__Source excerpt__
——————

I only need 128bits per thread in a wavefront ... might it be possible to use shared temp registers instead of lds? Perhaps they are faster. I guess I would need to use them as an array using dclarray. Is this even possible for shared registers? Something like:
mov a0.x, r1.x
mov r5, sr[a0.x]
mov a0.x, r2.x
mov sr[a0.x], r4
; where a0.x is always in the range 0-63
Originally posted by: emuller
Any ideas why 7680 threads are so much faster on the 4870, whereas it makes no difference on the 5770?
I think that reasonable guess here is that it has something to do with latency. With 7680 threads you have (7680/10/64)=12 warps per simd core - so it might be enought to hide LDS access latency. With 1280 threads you have only 2 warps per simd core - which usually isn't enough. There are also some issues with executing more than 1 group at simd core at the same time ( I think that behaviour of RV7xx, RV8xx with more than 1 group per simd is rather unknow ).
PS. I guess ( from you other post ) that you use group size 64 ( so 1 warp for group ). Usually you should try to have at least 6 warps per group to hide latency ( of course best value depends on kernel ).
In OpenCL forum, I think there is somebody benchmark the 5770 LDS and got 540GBps bandwidth
So yeah, it is much much faster

——————

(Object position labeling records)

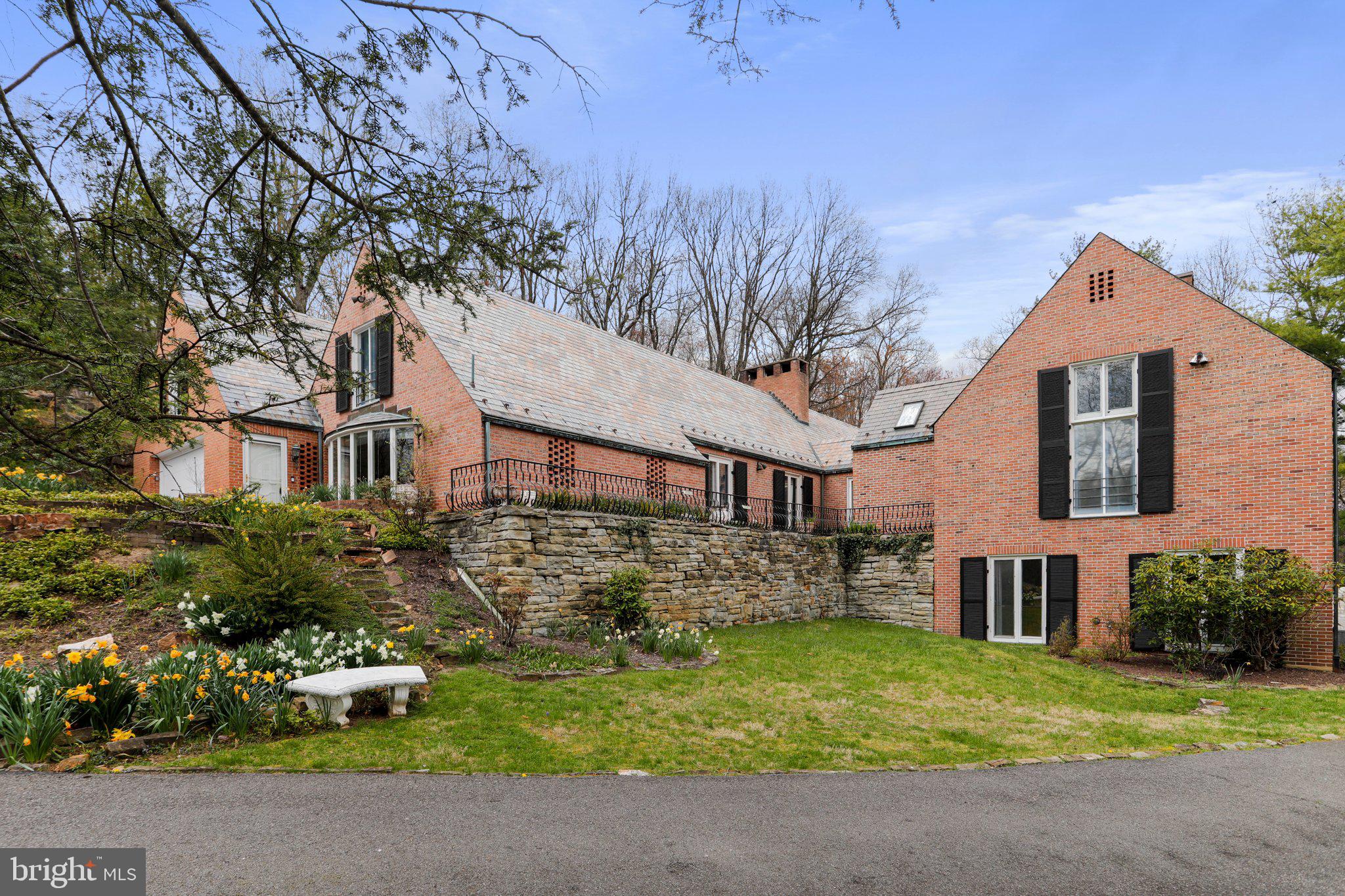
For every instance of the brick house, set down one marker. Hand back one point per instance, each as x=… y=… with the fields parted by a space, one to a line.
x=269 y=436
x=1126 y=416
x=519 y=399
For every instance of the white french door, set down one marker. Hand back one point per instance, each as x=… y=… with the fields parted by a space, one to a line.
x=1017 y=599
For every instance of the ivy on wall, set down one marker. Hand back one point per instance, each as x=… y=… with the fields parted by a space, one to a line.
x=860 y=542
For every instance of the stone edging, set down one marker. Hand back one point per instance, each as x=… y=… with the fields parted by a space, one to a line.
x=1158 y=753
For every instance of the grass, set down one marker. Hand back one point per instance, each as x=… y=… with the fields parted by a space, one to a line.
x=838 y=695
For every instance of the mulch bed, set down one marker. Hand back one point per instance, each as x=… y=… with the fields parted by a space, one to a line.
x=1158 y=668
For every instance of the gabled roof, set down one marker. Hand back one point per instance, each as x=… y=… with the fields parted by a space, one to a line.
x=542 y=370
x=250 y=383
x=880 y=423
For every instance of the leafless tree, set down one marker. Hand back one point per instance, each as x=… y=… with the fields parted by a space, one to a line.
x=1224 y=270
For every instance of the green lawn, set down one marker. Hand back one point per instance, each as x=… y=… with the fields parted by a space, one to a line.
x=824 y=695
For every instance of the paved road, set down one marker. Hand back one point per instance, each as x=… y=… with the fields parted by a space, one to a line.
x=1247 y=822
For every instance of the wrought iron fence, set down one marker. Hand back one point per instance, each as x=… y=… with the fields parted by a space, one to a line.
x=548 y=485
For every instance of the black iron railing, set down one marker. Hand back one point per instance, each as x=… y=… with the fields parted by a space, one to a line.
x=546 y=485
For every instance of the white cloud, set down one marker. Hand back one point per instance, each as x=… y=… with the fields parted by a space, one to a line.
x=1188 y=217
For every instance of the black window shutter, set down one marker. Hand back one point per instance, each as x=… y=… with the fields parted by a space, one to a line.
x=1142 y=639
x=1156 y=431
x=343 y=372
x=974 y=598
x=740 y=492
x=384 y=336
x=779 y=500
x=1053 y=444
x=1061 y=591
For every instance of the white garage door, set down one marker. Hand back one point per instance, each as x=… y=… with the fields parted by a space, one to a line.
x=264 y=467
x=182 y=472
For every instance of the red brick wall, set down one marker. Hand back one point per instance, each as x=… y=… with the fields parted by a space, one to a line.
x=1252 y=442
x=526 y=445
x=426 y=387
x=223 y=453
x=894 y=475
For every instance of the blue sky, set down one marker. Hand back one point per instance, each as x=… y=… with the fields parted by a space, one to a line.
x=978 y=137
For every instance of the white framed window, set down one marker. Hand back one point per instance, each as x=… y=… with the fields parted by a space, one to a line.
x=368 y=454
x=794 y=500
x=363 y=363
x=910 y=414
x=1103 y=416
x=721 y=488
x=1017 y=599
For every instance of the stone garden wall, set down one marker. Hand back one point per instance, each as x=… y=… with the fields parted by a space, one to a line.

——————

__Exercises__
[A] According to the forum thread on LDS performance, why might 7680 threads run so much faster than 1280 threads on the 4870? Answer in one to three sentences.
[B] From the records, extract verbatim the part that opens with the line containing "For every instance of the black window" and closes with the line containing "x=182 y=472", both of those lines included.
The forum thread and the records have no connection to each other.

__Results__
[A] The reply attributes it to latency. With 7680 threads there are 12 warps per SIMD core (7680/10/64), which may be enough to hide LDS access latency. With 1280 threads there are only 2 warps per SIMD core, which usually is not enough.

[B]
For every instance of the black window shutter, set down one marker. Hand back one point per instance, each as x=… y=… with the fields parted by a space, one to a line.
x=1142 y=639
x=1156 y=431
x=343 y=372
x=974 y=598
x=740 y=492
x=384 y=336
x=779 y=500
x=1053 y=444
x=1061 y=591
For every instance of the white garage door, set down one marker. Hand back one point per instance, each as x=… y=… with the fields parted by a space, one to a line.
x=264 y=467
x=182 y=472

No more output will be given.